### Your instructions
Can you reproduce the data below line for line, with every character unchanged?

### Data supplied

- Opening Delimiter -

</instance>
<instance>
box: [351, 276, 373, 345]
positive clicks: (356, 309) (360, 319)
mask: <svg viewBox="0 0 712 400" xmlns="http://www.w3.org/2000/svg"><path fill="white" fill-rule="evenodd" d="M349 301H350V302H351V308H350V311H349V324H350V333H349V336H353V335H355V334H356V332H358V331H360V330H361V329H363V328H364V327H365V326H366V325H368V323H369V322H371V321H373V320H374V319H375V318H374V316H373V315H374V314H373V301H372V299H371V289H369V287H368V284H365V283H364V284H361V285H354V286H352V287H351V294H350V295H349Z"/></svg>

- Closing Delimiter -

### Expected output
</instance>
<instance>
box: [351, 276, 373, 345]
positive clicks: (356, 309) (360, 319)
mask: <svg viewBox="0 0 712 400" xmlns="http://www.w3.org/2000/svg"><path fill="white" fill-rule="evenodd" d="M349 301H350V302H351V308H350V311H349V324H350V333H349V336H353V335H355V334H356V332H358V331H360V330H361V329H363V328H364V327H365V326H366V325H368V323H369V322H371V321H373V320H374V319H375V318H374V316H373V315H374V314H373V301H372V299H371V289H369V287H368V284H365V283H364V284H361V285H354V286H352V287H351V294H350V295H349Z"/></svg>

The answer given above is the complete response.